I got thinking more about the Obamacare decision last night, after Bush-appointed Chief Justice John Roberts sided with the progressive justices and found the individual mandate constitutional, as long as it is a tax. I mentioned in my post yesterday that the individual mandate and its penalty has never really been considered a tax before yesterday, which is why it took everyone by surprise when the announcement came.
So, why would the Chief Justice do such a thing? He’s never really done this kind of bench legislation before. From the oral arguments back in March, he seems very skeptical of the individual mandate and the Obama administration’s argument. So what changed his mind? Would a Bush appointee (granted, Bush was no doubt a disaster) simply give in to pressure from President Obama? Highly unlikely, unless he has no gonads. Did he really think that this is something constitutional on the grounds of taxation? More likely, but a completely odd conclusion to come to.
But then I got thinking. With the insight of a fellow conservative, I’ve come to realize that there is a minuscule chance–but a chance!–that this has been planned by the Chief Justice all along, and that it might just do away with the individual mandate altogether.
Because, it’s a tax.
Pull out your pocket Constitution and open her up to Article 1, Section 7, Clause 1. It reads, “All Bills for raising Revenue shall originate in the House of Representatives; but the Senate may propose or concur with Amendments as on other Bills.”

### Dataset entries
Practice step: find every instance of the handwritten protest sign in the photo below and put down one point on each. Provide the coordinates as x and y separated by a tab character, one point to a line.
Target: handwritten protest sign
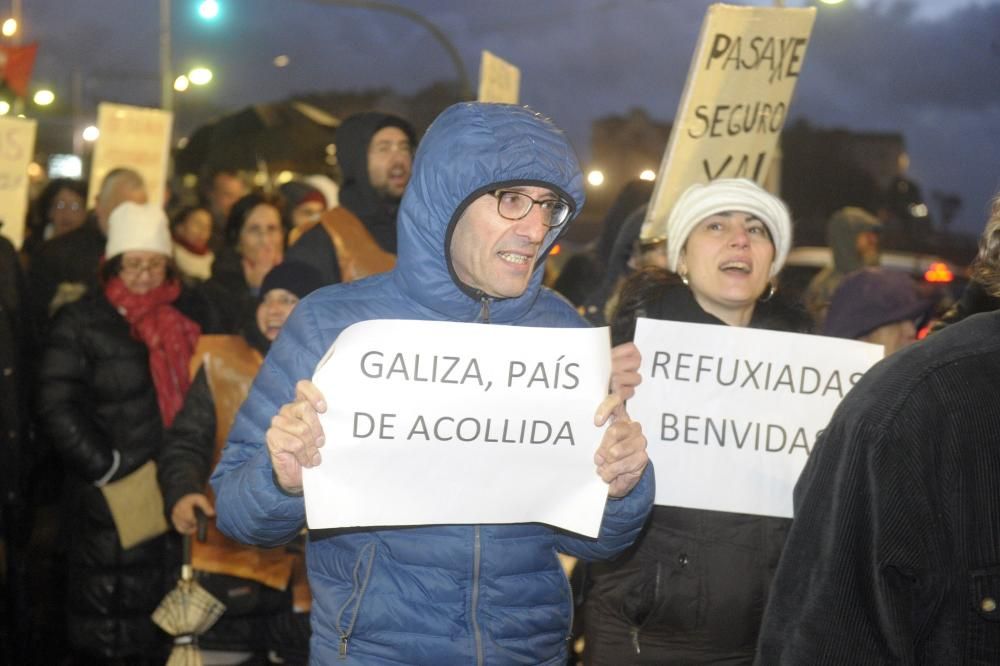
133	137
731	414
17	146
499	81
448	423
735	102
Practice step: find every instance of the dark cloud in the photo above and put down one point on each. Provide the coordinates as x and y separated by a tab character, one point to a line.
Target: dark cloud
875	67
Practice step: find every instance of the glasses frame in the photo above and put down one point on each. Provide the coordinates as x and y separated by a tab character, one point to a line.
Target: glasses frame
497	194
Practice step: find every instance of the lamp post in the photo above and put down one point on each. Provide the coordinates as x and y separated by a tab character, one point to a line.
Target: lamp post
465	89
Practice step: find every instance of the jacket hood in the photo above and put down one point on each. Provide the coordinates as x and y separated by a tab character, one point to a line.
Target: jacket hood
356	193
842	232
470	149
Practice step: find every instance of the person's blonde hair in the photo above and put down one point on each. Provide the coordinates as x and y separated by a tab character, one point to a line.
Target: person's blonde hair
986	266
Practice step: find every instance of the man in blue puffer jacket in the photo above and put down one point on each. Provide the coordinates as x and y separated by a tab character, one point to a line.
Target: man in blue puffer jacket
493	187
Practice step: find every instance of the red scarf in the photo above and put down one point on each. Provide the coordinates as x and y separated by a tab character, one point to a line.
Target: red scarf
169	336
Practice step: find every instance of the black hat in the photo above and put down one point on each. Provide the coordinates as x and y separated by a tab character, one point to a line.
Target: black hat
298	278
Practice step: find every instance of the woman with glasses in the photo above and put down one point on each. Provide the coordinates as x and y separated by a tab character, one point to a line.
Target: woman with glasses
114	374
60	208
255	243
693	587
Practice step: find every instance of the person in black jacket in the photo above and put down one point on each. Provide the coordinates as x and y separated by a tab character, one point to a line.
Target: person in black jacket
192	445
894	553
255	243
113	374
375	152
692	589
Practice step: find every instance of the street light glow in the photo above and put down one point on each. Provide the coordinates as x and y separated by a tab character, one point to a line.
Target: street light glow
208	9
200	76
44	97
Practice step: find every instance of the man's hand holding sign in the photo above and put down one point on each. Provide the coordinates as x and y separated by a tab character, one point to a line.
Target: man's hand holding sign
453	417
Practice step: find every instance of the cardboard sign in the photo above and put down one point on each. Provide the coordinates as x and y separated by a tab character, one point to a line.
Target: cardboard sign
735	101
499	81
17	146
731	414
133	137
448	423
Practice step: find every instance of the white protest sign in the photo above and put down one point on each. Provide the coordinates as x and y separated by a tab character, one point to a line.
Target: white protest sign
449	423
17	146
731	414
499	81
134	137
735	101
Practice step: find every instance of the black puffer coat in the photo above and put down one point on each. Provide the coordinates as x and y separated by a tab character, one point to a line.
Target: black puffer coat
96	395
693	587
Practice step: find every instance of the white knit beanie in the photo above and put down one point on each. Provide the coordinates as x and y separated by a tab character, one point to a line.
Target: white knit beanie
133	226
737	195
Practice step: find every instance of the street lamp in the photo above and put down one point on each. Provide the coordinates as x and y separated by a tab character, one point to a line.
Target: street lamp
44	97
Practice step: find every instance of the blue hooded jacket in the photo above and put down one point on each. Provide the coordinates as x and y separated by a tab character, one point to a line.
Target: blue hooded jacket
465	594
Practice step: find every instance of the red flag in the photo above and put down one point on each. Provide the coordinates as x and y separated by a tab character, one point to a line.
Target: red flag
16	63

### What to do
**1)** In the post on the Obamacare decision, under what condition did Chief Justice John Roberts find the individual mandate constitutional?
**2)** Write out the part of the Obamacare post that opens with the words containing "So, why would" and closes with "it’s a tax.".

### Response list
**1)** As long as it is a tax.

**2)**
So, why would the Chief Justice do such a thing? He’s never really done this kind of bench legislation before. From the oral arguments back in March, he seems very skeptical of the individual mandate and the Obama administration’s argument. So what changed his mind? Would a Bush appointee (granted, Bush was no doubt a disaster) simply give in to pressure from President Obama? Highly unlikely, unless he has no gonads. Did he really think that this is something constitutional on the grounds of taxation? More likely, but a completely odd conclusion to come to.
But then I got thinking. With the insight of a fellow conservative, I’ve come to realize that there is a minuscule chance–but a chance!–that this has been planned by the Chief Justice all along, and that it might just do away with the individual mandate altogether.
Because, it’s a tax.